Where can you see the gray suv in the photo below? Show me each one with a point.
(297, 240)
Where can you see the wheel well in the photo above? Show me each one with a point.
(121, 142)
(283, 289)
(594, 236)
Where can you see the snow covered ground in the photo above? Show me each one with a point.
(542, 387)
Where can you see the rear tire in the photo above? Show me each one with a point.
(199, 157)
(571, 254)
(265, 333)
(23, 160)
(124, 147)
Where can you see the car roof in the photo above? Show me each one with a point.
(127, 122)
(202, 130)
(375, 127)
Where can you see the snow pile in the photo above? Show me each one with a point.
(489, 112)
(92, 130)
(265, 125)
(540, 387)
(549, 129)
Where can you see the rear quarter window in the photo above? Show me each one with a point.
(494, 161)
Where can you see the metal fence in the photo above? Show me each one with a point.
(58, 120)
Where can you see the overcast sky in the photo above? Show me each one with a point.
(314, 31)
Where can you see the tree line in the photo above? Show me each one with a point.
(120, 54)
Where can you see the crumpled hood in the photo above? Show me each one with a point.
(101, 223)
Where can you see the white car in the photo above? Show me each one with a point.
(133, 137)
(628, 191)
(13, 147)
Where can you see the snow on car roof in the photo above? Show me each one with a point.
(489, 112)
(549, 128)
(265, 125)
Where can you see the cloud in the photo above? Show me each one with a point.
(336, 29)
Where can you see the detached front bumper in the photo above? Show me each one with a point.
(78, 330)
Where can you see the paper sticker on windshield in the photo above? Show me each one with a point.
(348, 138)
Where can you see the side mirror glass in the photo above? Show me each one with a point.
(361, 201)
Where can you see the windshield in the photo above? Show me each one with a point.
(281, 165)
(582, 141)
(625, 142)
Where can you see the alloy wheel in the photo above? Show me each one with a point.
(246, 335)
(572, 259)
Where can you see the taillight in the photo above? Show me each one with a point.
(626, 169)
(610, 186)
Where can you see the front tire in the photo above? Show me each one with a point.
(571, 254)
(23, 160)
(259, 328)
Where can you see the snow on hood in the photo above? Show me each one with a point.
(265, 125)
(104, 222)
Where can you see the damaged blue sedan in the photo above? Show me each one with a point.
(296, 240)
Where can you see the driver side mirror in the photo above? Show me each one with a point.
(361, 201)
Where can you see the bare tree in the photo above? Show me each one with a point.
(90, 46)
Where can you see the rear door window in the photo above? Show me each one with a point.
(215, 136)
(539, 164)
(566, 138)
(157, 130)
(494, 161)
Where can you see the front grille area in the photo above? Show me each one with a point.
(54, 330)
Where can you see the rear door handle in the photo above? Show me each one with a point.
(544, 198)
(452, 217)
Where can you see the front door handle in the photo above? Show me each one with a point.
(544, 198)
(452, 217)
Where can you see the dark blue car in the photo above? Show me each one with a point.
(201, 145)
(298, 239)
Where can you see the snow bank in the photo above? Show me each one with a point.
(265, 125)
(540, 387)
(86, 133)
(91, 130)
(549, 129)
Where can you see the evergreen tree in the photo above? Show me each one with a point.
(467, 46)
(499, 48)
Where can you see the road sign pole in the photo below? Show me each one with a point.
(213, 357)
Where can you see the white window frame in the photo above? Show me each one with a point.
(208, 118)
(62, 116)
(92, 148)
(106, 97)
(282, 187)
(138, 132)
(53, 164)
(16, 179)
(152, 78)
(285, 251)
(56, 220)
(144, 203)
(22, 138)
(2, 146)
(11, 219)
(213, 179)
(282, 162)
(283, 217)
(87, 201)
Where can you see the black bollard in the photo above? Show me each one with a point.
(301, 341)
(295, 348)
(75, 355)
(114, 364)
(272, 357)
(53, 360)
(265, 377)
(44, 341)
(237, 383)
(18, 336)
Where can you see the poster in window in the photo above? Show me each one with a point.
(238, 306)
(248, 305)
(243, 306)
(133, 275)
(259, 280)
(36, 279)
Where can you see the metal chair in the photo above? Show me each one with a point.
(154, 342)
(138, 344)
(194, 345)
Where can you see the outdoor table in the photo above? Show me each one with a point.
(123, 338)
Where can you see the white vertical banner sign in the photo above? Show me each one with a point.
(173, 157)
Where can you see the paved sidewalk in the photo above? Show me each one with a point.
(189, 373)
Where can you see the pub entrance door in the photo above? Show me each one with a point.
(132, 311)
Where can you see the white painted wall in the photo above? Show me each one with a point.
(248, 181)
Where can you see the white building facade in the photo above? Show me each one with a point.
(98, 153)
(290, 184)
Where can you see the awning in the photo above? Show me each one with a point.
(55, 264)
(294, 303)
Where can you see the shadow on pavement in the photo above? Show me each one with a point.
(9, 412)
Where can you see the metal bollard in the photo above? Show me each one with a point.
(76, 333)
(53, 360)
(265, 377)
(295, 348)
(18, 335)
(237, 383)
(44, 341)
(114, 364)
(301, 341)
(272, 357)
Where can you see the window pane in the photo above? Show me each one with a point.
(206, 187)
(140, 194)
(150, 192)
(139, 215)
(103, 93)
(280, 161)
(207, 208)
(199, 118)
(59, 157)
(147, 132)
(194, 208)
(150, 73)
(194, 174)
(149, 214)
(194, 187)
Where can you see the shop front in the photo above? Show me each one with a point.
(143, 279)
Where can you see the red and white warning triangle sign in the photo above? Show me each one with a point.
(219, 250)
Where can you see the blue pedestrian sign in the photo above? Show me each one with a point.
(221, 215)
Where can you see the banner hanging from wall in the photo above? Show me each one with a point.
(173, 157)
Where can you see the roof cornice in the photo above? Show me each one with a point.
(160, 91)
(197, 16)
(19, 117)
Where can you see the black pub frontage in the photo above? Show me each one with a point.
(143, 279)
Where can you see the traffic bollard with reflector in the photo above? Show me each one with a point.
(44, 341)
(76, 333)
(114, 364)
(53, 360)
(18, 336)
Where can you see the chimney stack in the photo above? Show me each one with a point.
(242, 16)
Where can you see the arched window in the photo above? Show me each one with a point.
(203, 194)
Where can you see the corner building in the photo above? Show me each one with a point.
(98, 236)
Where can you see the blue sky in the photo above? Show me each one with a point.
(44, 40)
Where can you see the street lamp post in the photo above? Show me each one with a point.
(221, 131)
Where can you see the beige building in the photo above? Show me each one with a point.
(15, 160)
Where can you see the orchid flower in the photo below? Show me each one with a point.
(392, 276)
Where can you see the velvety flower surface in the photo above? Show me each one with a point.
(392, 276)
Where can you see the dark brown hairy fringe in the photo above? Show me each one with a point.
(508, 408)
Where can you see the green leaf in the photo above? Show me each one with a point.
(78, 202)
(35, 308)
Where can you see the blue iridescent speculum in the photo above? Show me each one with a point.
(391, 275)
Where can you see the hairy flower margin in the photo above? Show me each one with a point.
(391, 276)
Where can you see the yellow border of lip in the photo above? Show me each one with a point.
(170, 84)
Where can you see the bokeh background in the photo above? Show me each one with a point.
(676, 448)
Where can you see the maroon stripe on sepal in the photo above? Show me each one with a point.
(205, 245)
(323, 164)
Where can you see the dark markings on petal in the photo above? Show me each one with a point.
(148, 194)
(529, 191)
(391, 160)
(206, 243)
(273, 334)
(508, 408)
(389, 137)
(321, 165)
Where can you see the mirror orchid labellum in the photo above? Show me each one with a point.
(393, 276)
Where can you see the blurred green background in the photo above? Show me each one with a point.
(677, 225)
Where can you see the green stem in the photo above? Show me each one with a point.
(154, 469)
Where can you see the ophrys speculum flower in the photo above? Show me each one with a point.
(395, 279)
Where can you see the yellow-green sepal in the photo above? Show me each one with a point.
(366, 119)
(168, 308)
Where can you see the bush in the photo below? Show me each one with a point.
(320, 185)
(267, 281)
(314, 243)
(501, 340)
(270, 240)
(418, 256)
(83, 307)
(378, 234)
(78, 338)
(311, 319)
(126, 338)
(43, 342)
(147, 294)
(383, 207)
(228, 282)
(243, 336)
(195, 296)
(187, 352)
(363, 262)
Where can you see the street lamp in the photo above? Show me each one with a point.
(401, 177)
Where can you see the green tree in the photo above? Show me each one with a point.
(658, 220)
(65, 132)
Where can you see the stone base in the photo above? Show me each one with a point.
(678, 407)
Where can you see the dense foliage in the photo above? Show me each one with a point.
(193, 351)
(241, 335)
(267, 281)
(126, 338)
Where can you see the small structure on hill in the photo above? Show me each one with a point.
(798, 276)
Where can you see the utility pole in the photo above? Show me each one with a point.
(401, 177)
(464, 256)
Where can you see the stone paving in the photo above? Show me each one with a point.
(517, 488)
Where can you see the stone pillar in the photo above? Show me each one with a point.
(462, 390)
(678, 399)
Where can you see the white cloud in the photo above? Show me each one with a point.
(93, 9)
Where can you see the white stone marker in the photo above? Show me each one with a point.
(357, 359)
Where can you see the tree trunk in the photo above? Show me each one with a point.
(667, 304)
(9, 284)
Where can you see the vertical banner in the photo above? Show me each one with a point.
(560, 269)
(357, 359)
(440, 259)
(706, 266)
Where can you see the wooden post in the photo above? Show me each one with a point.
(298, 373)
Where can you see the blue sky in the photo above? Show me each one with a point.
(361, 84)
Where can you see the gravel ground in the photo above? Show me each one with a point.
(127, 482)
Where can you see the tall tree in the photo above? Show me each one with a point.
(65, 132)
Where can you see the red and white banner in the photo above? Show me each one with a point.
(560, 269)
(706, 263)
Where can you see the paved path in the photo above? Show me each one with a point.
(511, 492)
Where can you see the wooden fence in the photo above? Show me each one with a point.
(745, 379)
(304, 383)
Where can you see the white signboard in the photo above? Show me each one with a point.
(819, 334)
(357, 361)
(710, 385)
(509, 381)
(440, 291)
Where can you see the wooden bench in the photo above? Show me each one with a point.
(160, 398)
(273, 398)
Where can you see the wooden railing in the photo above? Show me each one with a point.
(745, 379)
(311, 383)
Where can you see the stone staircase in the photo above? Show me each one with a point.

⁂

TASK PROMPT - Everything from the line that contains "Where can you see the paved path" through the end of the records must be duplicated exactly, and nothing outside that range.

REPLY TO THE EXERCISE -
Where can you see the paved path in the photo above? Show me each one with a point.
(511, 492)
Where can you see the wooden fence in the photo above? Show me each one with a point.
(745, 379)
(304, 383)
Where can you see the white signboard in the photo above? Show me each one with a point.
(819, 334)
(357, 361)
(710, 385)
(509, 381)
(440, 291)
Where can you see the wooden bench in the photo above? Show me each one with a point.
(160, 398)
(273, 398)
Where can you see the wooden railing in the photo above? Show me each one with a point.
(745, 379)
(311, 383)
Where can you see the stone staircase in the photo above? Show me each one with a point.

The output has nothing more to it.